> Aim of the task: Report back each line of the records that contains the string "raft".
----- Provided entries
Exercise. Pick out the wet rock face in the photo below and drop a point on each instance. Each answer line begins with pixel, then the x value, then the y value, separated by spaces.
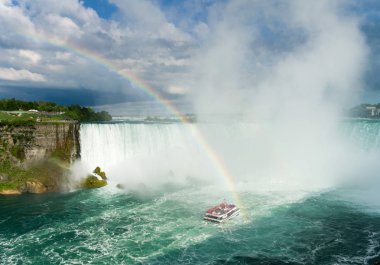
pixel 36 142
pixel 33 187
pixel 3 177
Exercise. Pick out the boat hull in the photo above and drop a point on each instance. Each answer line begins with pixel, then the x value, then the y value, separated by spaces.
pixel 221 219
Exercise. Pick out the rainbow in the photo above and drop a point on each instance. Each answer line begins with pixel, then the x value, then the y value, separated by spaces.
pixel 215 159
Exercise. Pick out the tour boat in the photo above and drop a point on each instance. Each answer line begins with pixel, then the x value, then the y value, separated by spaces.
pixel 221 212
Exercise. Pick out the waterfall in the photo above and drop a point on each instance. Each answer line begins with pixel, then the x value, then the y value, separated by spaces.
pixel 262 154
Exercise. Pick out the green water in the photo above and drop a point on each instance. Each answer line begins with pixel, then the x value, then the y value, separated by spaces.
pixel 107 227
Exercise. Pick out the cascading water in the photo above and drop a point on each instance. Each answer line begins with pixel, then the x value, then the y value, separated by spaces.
pixel 124 227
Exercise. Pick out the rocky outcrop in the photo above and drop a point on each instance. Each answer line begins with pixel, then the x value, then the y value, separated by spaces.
pixel 36 142
pixel 33 187
pixel 34 158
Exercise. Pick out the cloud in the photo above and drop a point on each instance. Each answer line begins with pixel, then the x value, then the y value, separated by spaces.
pixel 73 47
pixel 32 56
pixel 17 75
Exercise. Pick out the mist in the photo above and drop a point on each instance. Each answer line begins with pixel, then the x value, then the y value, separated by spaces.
pixel 287 90
pixel 268 85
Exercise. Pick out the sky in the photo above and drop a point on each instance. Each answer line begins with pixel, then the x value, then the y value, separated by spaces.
pixel 69 51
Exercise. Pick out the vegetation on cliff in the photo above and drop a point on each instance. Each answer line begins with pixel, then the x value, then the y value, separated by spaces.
pixel 36 158
pixel 38 177
pixel 96 180
pixel 48 111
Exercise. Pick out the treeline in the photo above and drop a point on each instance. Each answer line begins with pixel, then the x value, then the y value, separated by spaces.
pixel 74 112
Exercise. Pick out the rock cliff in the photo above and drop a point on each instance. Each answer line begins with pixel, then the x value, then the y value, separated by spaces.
pixel 39 141
pixel 34 158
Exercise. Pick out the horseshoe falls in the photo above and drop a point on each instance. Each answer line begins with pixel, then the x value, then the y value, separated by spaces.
pixel 318 205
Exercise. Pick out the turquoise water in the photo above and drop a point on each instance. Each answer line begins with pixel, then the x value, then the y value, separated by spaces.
pixel 165 226
pixel 99 227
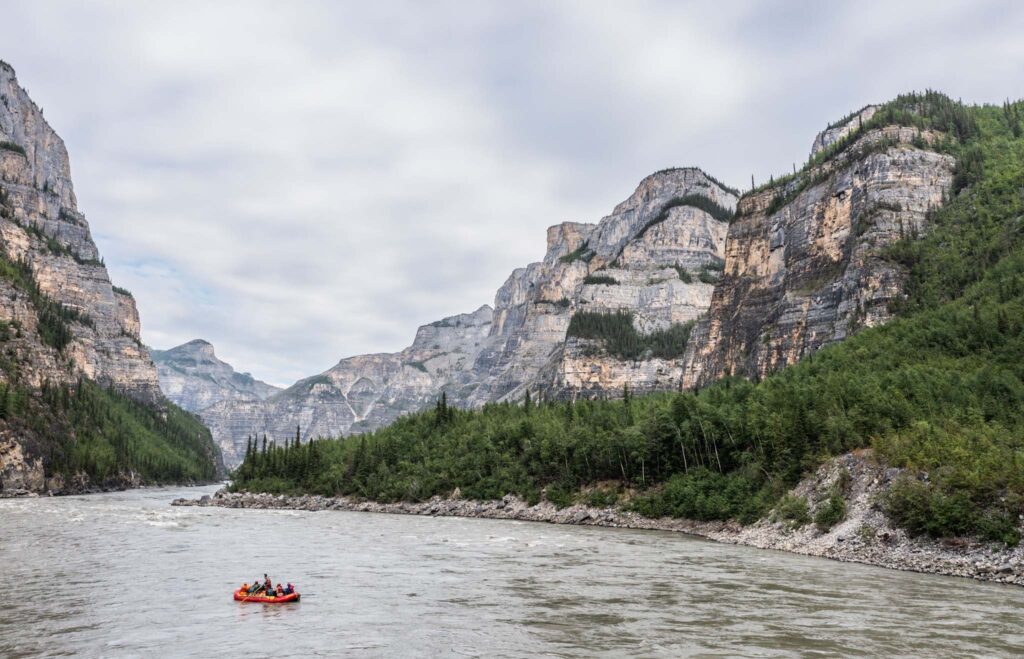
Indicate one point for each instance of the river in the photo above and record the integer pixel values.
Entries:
(125, 575)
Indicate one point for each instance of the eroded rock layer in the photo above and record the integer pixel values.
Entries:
(43, 227)
(811, 271)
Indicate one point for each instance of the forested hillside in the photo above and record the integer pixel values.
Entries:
(938, 391)
(80, 406)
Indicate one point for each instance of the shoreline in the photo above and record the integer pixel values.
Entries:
(888, 547)
(96, 489)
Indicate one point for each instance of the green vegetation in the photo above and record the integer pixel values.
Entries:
(600, 279)
(930, 111)
(938, 391)
(830, 512)
(87, 429)
(794, 510)
(11, 146)
(711, 272)
(91, 430)
(621, 338)
(711, 178)
(684, 274)
(700, 202)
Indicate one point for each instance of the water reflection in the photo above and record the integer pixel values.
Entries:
(126, 574)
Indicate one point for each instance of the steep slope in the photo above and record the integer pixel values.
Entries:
(193, 377)
(804, 262)
(936, 392)
(632, 260)
(72, 357)
(653, 247)
(358, 393)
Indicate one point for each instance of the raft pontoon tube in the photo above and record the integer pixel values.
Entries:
(240, 596)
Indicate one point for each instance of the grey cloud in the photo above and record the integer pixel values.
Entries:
(298, 182)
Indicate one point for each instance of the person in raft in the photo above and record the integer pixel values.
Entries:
(255, 588)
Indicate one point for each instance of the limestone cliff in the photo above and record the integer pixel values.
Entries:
----------
> Solution to this problem:
Indicate one point for each instance of the raft pontoon tube in the photo above and record the integer pixel values.
Indicate one point for each instance of the person in raft in the photo above and record the integer pixel values.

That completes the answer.